[Bounding box annotation lines]
######

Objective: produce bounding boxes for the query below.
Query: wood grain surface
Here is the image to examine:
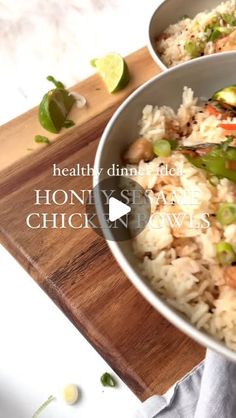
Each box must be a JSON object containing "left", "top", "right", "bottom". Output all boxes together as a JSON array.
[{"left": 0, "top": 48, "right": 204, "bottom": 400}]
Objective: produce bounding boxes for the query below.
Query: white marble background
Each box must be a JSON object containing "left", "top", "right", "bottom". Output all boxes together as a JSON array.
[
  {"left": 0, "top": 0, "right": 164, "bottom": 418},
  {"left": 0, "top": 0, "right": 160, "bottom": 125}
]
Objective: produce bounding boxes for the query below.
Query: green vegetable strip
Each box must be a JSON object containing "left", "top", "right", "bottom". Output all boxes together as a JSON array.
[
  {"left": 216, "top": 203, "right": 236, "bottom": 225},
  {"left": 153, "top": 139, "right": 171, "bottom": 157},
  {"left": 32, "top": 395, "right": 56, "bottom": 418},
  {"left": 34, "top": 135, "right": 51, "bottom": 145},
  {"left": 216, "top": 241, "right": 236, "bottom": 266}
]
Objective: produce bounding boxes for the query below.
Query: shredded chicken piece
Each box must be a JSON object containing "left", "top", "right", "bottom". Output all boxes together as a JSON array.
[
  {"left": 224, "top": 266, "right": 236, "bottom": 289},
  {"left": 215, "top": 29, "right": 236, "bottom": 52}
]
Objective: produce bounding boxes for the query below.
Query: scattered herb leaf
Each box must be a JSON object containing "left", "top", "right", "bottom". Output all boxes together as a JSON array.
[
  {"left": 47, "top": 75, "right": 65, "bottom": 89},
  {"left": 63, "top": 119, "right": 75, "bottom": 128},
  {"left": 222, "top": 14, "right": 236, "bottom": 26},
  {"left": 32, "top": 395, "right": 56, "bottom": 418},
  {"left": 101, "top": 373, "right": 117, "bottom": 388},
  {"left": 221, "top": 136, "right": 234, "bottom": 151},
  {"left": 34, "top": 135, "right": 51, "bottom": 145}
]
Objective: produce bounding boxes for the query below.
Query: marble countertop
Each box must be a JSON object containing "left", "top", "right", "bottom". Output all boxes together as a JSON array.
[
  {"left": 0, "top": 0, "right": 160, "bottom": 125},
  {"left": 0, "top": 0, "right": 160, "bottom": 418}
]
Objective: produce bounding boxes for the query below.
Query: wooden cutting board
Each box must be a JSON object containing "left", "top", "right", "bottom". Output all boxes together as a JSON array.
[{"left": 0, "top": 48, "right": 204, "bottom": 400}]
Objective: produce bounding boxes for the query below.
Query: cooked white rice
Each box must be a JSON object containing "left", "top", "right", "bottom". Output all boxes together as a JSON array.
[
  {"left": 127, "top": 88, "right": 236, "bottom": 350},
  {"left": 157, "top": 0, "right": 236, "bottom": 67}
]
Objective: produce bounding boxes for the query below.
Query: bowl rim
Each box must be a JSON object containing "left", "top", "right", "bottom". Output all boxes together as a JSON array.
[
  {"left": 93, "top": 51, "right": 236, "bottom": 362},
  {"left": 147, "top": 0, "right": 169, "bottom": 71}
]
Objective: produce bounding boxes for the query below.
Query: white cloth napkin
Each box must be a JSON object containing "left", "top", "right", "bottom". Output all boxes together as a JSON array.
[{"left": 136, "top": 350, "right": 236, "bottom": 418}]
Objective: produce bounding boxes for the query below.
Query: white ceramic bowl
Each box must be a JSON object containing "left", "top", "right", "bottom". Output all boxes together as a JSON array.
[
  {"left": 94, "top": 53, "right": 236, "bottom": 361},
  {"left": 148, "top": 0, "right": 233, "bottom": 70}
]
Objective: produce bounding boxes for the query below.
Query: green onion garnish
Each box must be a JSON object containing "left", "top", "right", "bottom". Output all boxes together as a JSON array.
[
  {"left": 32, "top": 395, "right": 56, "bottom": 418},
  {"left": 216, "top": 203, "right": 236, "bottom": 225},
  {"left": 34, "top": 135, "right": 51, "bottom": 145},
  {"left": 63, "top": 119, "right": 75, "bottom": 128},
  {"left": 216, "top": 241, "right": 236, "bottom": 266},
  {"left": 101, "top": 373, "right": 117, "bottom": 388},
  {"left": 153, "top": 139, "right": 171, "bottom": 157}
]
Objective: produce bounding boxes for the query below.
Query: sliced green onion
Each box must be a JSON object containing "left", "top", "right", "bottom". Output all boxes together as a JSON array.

######

## [Prompt]
Pull out every line above that contains the word "marble" and copy each one.

## [The output]
Query: white marble background
Query: marble countertop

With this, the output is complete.